▸ **Listed entries**:
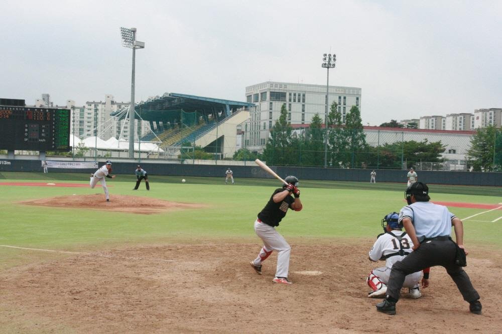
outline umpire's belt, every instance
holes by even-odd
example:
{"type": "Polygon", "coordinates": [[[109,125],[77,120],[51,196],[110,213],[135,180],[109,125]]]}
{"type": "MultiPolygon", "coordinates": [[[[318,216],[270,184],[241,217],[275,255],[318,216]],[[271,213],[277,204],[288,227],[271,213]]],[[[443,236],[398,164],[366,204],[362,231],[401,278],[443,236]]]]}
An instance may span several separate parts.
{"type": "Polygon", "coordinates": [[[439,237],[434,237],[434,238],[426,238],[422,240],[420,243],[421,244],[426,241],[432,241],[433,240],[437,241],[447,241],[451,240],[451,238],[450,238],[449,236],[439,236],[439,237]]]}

▸ **What is asked**:
Leave the pictures out and print the records above exactly as they stand.

▸ **Result below**:
outline umpire's belt, every instance
holes by even-odd
example:
{"type": "Polygon", "coordinates": [[[109,125],[77,120],[51,196],[110,213],[135,180],[109,125]]]}
{"type": "MultiPolygon", "coordinates": [[[[318,216],[270,184],[241,217],[275,255],[318,216]],[[271,213],[277,204],[288,227],[271,213]]],[[[443,236],[398,164],[366,204],[362,231],[401,278],[443,236]]]]}
An instance may span several separate parts.
{"type": "Polygon", "coordinates": [[[439,237],[434,237],[434,238],[426,238],[422,240],[420,243],[421,244],[426,241],[432,241],[433,240],[437,241],[447,241],[451,240],[451,238],[450,238],[449,236],[439,236],[439,237]]]}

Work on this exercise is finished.